==== Data for review
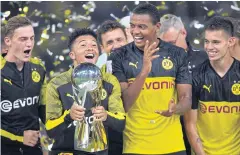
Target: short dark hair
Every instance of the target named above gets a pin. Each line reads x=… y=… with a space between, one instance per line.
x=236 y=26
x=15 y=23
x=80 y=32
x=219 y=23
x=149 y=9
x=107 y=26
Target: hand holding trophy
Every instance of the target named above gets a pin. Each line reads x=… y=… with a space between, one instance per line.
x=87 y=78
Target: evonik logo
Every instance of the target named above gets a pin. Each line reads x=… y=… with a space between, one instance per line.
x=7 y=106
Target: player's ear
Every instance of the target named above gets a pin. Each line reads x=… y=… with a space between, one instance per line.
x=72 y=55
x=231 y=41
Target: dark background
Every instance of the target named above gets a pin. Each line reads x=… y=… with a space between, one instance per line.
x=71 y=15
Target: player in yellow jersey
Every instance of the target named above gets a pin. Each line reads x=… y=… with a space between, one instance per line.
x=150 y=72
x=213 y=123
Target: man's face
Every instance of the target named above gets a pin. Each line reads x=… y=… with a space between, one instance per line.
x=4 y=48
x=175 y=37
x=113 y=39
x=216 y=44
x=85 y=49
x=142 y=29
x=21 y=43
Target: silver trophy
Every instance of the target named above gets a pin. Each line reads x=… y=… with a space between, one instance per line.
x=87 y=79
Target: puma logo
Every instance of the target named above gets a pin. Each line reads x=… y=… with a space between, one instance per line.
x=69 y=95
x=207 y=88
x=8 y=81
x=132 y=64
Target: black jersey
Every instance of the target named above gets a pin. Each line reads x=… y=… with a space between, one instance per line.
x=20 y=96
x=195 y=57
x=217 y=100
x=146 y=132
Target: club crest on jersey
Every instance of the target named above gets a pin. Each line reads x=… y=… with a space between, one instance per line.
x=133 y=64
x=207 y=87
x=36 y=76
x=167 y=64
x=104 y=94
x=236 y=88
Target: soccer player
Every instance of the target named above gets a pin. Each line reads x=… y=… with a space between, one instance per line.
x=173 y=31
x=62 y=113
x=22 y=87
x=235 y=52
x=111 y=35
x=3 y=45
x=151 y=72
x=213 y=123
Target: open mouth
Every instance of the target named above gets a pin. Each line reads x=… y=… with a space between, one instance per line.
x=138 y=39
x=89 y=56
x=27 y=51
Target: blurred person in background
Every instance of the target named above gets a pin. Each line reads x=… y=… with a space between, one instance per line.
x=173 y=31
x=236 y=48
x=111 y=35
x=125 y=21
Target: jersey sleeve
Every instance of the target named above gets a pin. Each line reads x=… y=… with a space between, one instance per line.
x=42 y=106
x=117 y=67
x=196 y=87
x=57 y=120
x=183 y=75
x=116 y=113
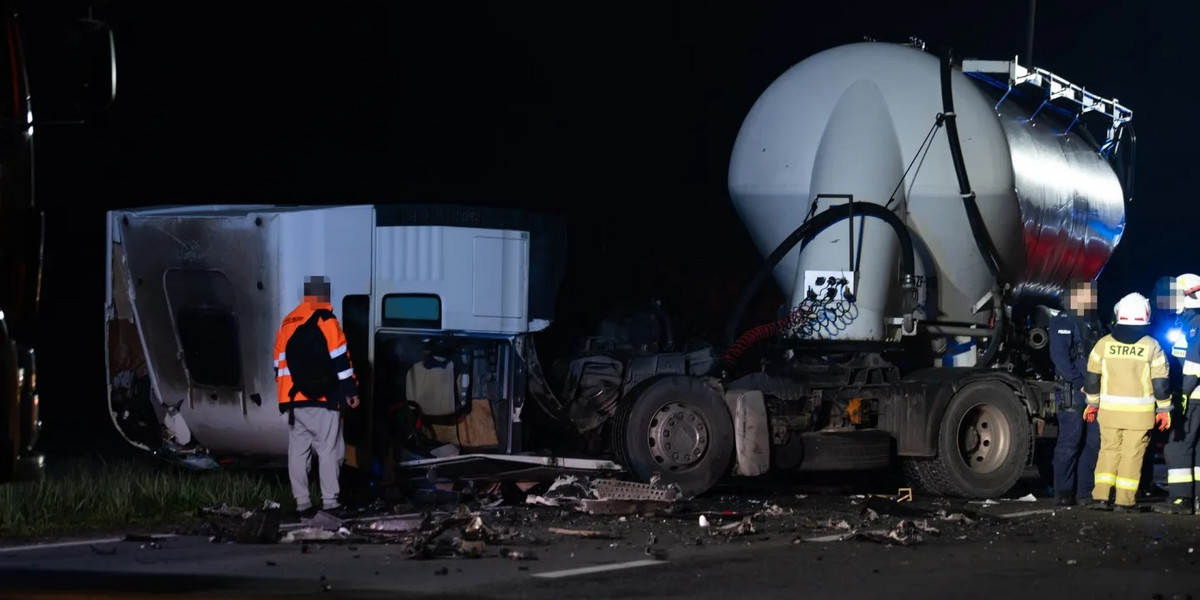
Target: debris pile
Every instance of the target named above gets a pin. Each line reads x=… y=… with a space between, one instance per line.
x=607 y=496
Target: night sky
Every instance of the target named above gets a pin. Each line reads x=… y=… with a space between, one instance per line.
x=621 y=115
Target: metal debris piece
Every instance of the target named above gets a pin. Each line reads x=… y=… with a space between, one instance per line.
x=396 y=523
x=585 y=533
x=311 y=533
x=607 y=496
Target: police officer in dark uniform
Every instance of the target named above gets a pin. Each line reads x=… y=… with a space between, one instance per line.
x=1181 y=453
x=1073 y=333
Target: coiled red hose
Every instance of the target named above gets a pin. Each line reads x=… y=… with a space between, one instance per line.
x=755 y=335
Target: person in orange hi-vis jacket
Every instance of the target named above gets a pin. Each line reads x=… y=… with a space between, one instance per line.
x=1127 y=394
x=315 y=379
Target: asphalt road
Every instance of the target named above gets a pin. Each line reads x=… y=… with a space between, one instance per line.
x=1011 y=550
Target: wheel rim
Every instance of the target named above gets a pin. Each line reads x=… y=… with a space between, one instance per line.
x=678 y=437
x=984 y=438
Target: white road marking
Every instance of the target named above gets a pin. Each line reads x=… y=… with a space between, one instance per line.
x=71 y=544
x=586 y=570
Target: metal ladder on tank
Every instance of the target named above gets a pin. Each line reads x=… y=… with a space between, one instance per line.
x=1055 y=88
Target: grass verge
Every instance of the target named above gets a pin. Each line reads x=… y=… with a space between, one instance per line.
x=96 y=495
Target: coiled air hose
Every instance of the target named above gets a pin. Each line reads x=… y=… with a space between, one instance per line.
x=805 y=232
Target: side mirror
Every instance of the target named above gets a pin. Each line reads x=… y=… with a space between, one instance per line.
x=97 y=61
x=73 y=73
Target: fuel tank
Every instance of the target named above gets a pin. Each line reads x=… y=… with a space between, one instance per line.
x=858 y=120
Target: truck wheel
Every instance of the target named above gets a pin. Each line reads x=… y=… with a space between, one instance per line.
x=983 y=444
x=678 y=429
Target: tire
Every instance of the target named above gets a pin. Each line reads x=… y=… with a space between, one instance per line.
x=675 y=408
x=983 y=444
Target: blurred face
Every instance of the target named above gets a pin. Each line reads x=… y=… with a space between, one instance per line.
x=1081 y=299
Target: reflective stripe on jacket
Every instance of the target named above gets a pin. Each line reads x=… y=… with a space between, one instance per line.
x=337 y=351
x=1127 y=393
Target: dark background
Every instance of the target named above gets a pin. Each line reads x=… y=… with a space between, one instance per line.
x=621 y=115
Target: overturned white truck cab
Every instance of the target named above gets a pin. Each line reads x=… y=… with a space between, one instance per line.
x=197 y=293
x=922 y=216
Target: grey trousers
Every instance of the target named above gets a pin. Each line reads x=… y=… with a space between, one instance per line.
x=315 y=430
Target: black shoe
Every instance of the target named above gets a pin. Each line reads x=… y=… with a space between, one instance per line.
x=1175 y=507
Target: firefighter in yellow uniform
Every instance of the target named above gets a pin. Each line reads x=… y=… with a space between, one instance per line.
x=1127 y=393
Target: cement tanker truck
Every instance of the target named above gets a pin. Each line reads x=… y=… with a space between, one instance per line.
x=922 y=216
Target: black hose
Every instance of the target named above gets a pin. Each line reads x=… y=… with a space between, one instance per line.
========
§ **Exercise details**
Copy out every line in the records where the word "hose" is found.

§ **Answer box**
Target: coiled red hose
Target: coiled air hose
Target: black hose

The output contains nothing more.